◆ Direction ◆
Please convert the lines below into a numbered list, leaving out any blank lines.

◆ Data supplied ◆
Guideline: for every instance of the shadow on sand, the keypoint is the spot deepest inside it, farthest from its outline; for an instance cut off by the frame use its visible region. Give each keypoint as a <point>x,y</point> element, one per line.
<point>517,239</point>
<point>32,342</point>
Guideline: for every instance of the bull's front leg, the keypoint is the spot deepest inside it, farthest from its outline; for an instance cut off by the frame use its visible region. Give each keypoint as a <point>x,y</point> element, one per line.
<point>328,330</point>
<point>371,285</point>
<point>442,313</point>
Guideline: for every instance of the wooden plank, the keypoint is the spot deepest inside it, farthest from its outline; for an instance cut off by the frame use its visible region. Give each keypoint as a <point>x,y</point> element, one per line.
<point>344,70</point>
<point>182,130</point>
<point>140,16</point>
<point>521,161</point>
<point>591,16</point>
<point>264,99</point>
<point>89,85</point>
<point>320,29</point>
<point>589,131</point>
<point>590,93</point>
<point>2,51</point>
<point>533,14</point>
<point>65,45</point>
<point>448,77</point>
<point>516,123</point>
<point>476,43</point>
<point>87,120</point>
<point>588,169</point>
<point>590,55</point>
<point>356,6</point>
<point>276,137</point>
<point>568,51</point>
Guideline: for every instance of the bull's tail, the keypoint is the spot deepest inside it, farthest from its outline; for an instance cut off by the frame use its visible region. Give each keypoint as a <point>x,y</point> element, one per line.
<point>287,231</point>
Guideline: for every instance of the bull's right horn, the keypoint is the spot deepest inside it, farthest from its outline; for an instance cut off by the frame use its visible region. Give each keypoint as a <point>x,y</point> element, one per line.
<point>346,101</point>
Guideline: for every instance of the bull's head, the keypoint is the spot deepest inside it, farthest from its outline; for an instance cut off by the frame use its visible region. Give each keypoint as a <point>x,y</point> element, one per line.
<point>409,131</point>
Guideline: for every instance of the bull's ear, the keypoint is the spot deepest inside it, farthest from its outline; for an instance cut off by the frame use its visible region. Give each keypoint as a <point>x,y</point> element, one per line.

◆ Full response ◆
1. Guideline: for every instance of the shadow on sand, the keypoint is the spot deepest inside it, farthest from its outline; for an instance cut off by the frame use its visible region. Give each keypoint as a <point>x,y</point> element, one per line.
2. <point>517,239</point>
3. <point>32,342</point>
4. Guideline: for every instance of the bull's front leg, the keypoint is the spot deepest inside it, farthest from its outline; for an instance cut off by the frame use its visible region. Give each keypoint as a <point>x,y</point> element, one per line.
5. <point>328,330</point>
6. <point>371,285</point>
7. <point>442,313</point>
8. Guideline: for every instance of the wooden plank, the keypoint is the spot deepest inside it, farthest from its outline; for an instance cut off by the frame use its visible region. Give each keypoint as a <point>x,y</point> element, one per line.
9. <point>344,70</point>
10. <point>182,130</point>
11. <point>140,16</point>
12. <point>521,161</point>
13. <point>591,16</point>
14. <point>264,99</point>
15. <point>89,85</point>
16. <point>320,29</point>
17. <point>589,131</point>
18. <point>590,93</point>
19. <point>2,51</point>
20. <point>533,14</point>
21. <point>65,45</point>
22. <point>448,77</point>
23. <point>516,123</point>
24. <point>476,43</point>
25. <point>87,120</point>
26. <point>588,169</point>
27. <point>590,55</point>
28. <point>356,6</point>
29. <point>276,137</point>
30. <point>568,51</point>
31. Guideline: for every instance of the bull's tail, the keypoint is the spot deepest inside it, farthest from its outline; for an instance cut off by the frame use its visible region. Give each keypoint as a <point>x,y</point> element, one per line.
32. <point>287,231</point>
33. Guideline: for every instance of the bull's right horn, the keypoint is the spot deepest inside it, farthest from its outline; for an instance cut off by the frame use its visible region. Give each keypoint as a <point>x,y</point> element, one per line.
34. <point>346,101</point>
35. Guideline: for every instance of the bull's head, the keypoint is the spot deepest inside it, farthest from its outline; for an instance cut off by the frame use its visible region. Give each keypoint as a <point>x,y</point> element, one per line.
36. <point>409,131</point>
37. Guideline: for every instance of the bull's ear, the keypoint is the spot deepest inside it, farthest from its outline; for an instance cut off by the frame use its visible region. Give each keypoint as a <point>x,y</point> element, one per line.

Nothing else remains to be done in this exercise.